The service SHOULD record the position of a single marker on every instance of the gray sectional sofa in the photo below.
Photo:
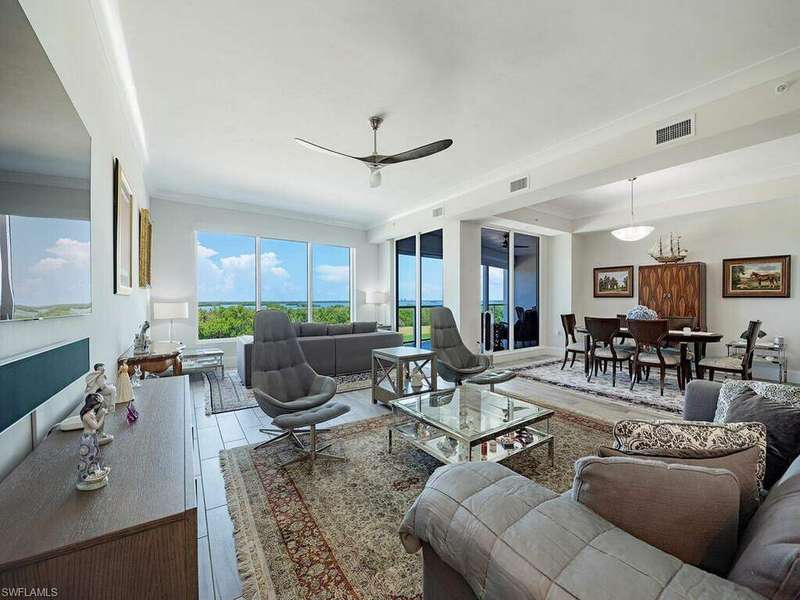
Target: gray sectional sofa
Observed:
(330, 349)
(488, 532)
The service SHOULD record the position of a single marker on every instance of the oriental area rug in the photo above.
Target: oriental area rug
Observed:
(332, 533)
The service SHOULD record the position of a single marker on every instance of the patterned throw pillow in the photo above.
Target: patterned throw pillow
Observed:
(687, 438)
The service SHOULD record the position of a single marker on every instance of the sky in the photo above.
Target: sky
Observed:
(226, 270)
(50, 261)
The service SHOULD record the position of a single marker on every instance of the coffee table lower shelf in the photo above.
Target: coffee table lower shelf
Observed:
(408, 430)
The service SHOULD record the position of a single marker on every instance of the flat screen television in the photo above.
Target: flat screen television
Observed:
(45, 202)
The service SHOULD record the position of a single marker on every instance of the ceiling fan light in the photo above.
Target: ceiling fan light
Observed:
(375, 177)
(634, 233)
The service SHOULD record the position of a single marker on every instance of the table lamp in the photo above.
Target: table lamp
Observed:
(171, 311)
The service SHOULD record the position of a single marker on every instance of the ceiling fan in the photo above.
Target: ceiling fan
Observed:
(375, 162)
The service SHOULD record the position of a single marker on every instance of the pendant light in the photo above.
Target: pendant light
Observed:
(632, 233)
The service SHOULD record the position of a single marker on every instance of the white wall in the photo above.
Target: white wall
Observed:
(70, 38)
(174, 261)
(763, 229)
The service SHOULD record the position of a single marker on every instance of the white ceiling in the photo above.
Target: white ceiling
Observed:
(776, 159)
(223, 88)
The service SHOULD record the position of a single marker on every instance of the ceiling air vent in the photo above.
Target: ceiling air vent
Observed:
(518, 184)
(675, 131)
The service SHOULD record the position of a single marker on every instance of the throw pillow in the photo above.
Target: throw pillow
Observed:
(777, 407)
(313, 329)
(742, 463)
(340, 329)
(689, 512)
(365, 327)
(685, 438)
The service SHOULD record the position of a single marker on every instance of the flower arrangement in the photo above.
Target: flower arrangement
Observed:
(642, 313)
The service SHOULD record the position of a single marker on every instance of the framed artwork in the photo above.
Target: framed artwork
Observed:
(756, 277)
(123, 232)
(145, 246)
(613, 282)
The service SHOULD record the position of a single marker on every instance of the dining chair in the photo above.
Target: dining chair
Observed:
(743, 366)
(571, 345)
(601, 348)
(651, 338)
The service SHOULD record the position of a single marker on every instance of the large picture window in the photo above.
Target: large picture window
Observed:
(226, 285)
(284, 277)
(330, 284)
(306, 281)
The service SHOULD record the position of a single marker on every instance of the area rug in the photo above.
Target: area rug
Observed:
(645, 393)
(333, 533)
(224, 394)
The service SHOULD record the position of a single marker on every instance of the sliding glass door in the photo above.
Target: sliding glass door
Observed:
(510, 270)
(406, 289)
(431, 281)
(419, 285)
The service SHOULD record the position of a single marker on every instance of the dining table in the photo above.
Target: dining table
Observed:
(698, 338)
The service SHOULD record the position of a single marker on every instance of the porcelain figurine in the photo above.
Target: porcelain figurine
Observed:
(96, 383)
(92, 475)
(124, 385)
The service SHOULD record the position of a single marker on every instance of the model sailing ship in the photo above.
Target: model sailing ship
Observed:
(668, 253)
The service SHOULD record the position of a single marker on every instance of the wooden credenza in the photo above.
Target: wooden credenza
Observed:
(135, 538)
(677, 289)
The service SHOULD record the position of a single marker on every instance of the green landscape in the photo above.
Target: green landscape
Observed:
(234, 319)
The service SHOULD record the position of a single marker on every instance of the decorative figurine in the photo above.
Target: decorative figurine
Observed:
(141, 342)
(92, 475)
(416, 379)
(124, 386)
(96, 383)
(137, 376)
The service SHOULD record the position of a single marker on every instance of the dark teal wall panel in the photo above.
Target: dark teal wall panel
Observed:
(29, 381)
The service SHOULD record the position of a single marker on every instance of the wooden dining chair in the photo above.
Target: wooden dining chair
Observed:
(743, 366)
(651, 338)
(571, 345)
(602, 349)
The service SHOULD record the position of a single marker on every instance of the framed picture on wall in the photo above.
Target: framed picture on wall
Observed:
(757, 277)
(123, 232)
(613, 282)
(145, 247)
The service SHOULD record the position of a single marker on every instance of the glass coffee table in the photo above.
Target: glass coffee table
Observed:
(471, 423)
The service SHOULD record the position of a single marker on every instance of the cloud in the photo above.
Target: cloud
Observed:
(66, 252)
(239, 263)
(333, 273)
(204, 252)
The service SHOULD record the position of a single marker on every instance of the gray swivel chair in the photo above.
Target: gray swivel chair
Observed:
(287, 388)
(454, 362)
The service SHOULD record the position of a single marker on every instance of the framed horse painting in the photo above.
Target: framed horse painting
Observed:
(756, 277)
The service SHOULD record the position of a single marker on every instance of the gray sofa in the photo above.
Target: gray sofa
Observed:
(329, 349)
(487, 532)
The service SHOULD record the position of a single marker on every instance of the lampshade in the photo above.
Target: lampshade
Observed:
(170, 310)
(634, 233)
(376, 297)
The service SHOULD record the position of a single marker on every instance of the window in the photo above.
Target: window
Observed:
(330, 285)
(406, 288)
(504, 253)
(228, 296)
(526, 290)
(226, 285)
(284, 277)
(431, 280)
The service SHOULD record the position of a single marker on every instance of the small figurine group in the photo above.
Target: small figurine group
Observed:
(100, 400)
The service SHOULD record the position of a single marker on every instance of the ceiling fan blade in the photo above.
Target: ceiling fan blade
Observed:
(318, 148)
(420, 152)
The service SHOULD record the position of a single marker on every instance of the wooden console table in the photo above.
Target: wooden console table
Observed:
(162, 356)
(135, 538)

• YOUR INSTRUCTIONS
Give all the lines above again, character for character, without pictures.

• REPLY TO THE EXERCISE
The service SHOULD record the position of a single marker on every instance of the gray sectional sofa in the photo below.
Photo:
Target: gray sectional sofa
Observed:
(330, 349)
(488, 532)
The service SHOULD record the position of a single marker on every instance of the oriental area rug in the photo above.
Target: oriental area rug
Observed:
(332, 533)
The service SHOULD record the position of a single marker on every instance of the patterned throw pillow in the photo above.
Target: patterned throw pillow
Observed:
(687, 438)
The service SHOULD record the position of a single marker on every instance of the sky in the photo above.
Target: sky
Observed:
(226, 270)
(50, 261)
The service SHOULD record the position of a single marker on every instance of the coffee table lower shelf in the photo above.
Target: coffee table lower shelf
Observed:
(408, 430)
The service SHOULD record the position of a single marker on every instance of the flat screen television in the photo above.
Target: flat screen television
Observed:
(45, 202)
The service SHOULD record the position of a single marker on every instance of the ceiling fan light in the photo above.
Target: ceiling fan light
Observed:
(375, 177)
(634, 233)
The service SHOULD record the position of a single marker on every instance of the table lamp in the photo above.
Target: table lamp
Observed:
(171, 311)
The service SHOULD record the position of a single marker on every instance of the ceiling fan in the photo above.
Target: ceiling fan
Observed:
(375, 162)
The service SHOULD record the position of a single marker on every instance of the pendant light in the photo above.
Target: pendant light
Observed:
(632, 233)
The service SHOULD record the position of a single marker on every instance of the white wall in the photo above.
Target: white wall
Observed:
(70, 38)
(174, 261)
(763, 229)
The service SHOULD record the position of a single marker on every instance of the white ceiling in the photo above.
Target: white ceiling
Observed:
(776, 159)
(223, 88)
The service SHOULD record the position of a single marker on every instance of the ceiling air vent in the photo above.
Target: ceiling air vent
Observed:
(518, 184)
(675, 131)
The service SHOULD record the position of a single marker on every instance of the throw pillow in the photo above.
Target: throw pillow
Observed:
(777, 407)
(313, 329)
(742, 463)
(340, 329)
(689, 512)
(365, 327)
(685, 438)
The service SHOULD record the position of a single marker on every instance of the flower arrangement in the photo above.
Target: flower arrangement
Observed:
(642, 313)
The service SHOULD record the position of a single marker on every instance of the framed artwork in the photo above.
Target: framed artwork
Observed:
(756, 277)
(123, 232)
(145, 246)
(613, 282)
The service SHOULD record the position of a single marker on every instance of the dining chair in the photo above.
Target: dining chair
Observed:
(743, 366)
(571, 345)
(601, 348)
(651, 338)
The service SHOULD record the position of a single marker on every instance of the large picture window in the photo above.
Target: large picture window
Observed:
(226, 285)
(284, 277)
(330, 284)
(306, 281)
The service SHOULD record the position of a single marker on every instance of the area rug in the photo above.
Target: area rug
Observed:
(645, 393)
(333, 533)
(224, 394)
The service SHOULD record the position of a single marker on every instance of the sliding glass door in the photo above.
Target: sliding glass door
Observed:
(510, 270)
(406, 289)
(431, 281)
(419, 285)
The service SHOULD record the position of a single marker on every instance of the dining table in the photo above.
Target: dining table
Observed:
(698, 338)
The service SHOULD record the position of a single marker on every instance of the porcelain figurine in the photo above.
Target: porcelain figurine
Observed:
(96, 383)
(92, 475)
(124, 385)
The service SHOULD record the position of a single marker on every instance of the model sailing ship in the photo above.
Target: model sailing ship
Observed:
(668, 253)
The service SHOULD record the position of a single marker on every instance of the wooden credenza in the photo above.
Target: wooden credenza
Observed:
(135, 538)
(677, 289)
The service SHOULD record the position of a single marker on every instance of the green landscape in the photo above.
Target: green landscape
Observed:
(234, 319)
The service SHOULD record the position of a single marker on every instance of the decorative figurine in the photo above.
Target: decorative figurine
Observed:
(141, 342)
(92, 475)
(416, 379)
(124, 386)
(96, 383)
(137, 376)
The service SHOULD record the position of a single marker on every instance of the dark teal wall panel in the photo above.
Target: dark teal wall panel
Observed:
(29, 381)
The service SHOULD record the position of a single marker on every instance of the wooden dining chair in the photo above.
Target: wooden dining chair
Observed:
(743, 366)
(651, 338)
(571, 345)
(602, 349)
The service SHOULD record the position of a single marker on every instance of the framed picture on wall in the photo above.
Target: framed picture on wall
Observed:
(757, 277)
(123, 232)
(613, 282)
(145, 247)
The service SHOULD record the position of a single marker on every instance of the glass coffee table in the photo above.
Target: glass coffee table
Observed:
(471, 423)
The service SHOULD record the position of a single marker on every instance of the cloud in the photo above.
Target: cloud
Observed:
(66, 252)
(239, 263)
(333, 273)
(204, 252)
The service SHOULD record the position of a single marker on every instance of the gray swivel chair in the photo above.
Target: gray swivel chair
Observed:
(287, 388)
(454, 362)
The service SHOULD record the position of a single marker on every instance of the framed horse painting in the photo above.
Target: framed horse painting
Observed:
(756, 277)
The service SHOULD record the position of a single marker on every instance of the gray sofa in the photo above.
Target: gray sofa
Observed:
(329, 349)
(487, 532)
The service SHOULD record the position of a single marker on every instance of the lampshade in the photo above.
Target: lampshade
Observed:
(170, 310)
(634, 233)
(376, 297)
The service SHOULD record the position of a single marker on every instance of the window in the photo above.
Target: window
Observed:
(330, 285)
(406, 288)
(504, 253)
(228, 296)
(526, 290)
(226, 285)
(284, 277)
(431, 280)
The service SHOULD record the position of a single marker on every instance of the small figurine group in the photo above.
Target: small figurine group
Observed:
(100, 400)
The service SHOULD record the position of a single marker on every instance of the ceiling fan blade in the photo above.
Target: ceiling fan blade
Observed:
(318, 148)
(420, 152)
The service SHOULD record the position of a single marker on every instance of the wooden console table in the photo above.
Target: wooden console table
Observed:
(162, 356)
(135, 538)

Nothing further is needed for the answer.